___ SOURCE MATERIAL ___
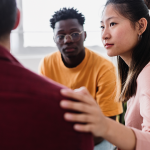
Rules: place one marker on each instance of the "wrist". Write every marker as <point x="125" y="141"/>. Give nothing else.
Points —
<point x="106" y="127"/>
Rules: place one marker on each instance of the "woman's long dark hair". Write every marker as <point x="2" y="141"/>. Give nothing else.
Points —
<point x="134" y="10"/>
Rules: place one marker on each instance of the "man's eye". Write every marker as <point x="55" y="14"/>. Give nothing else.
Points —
<point x="75" y="34"/>
<point x="60" y="37"/>
<point x="112" y="24"/>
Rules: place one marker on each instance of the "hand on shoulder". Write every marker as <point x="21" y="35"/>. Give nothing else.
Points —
<point x="90" y="116"/>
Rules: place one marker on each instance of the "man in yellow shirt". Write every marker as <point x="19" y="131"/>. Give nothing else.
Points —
<point x="75" y="66"/>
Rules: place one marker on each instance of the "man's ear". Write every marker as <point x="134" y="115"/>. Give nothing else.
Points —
<point x="85" y="35"/>
<point x="17" y="19"/>
<point x="142" y="25"/>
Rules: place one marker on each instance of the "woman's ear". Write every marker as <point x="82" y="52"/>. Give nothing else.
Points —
<point x="17" y="19"/>
<point x="142" y="25"/>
___
GOAL:
Return every line of the records above that contains the word "Give".

TASK RESPONSE:
Rules: place one marker on each instance of the "wrist". Write every marker as <point x="125" y="141"/>. Give nothing else.
Rules: place one marker on each instance of the "woman's long dark hair". Write every marker as <point x="2" y="141"/>. Give nothing else.
Rules: place one marker on each instance of the "man's eye". Write every marker as <point x="55" y="14"/>. Give nothing else.
Rules: place one marker on each instance of the "hand on shoulder". Write every marker as <point x="21" y="35"/>. Give nothing else.
Rules: place one marker on each instance of the "man in yellow shirt". Write every marker as <point x="19" y="131"/>. Give nothing else.
Rules: place one marker on each instance of the "man's ear". Write every marker as <point x="134" y="115"/>. Give nothing else.
Rules: place one marker on each instance of the "woman's ear". Write every marker as <point x="82" y="52"/>. Give nothing else.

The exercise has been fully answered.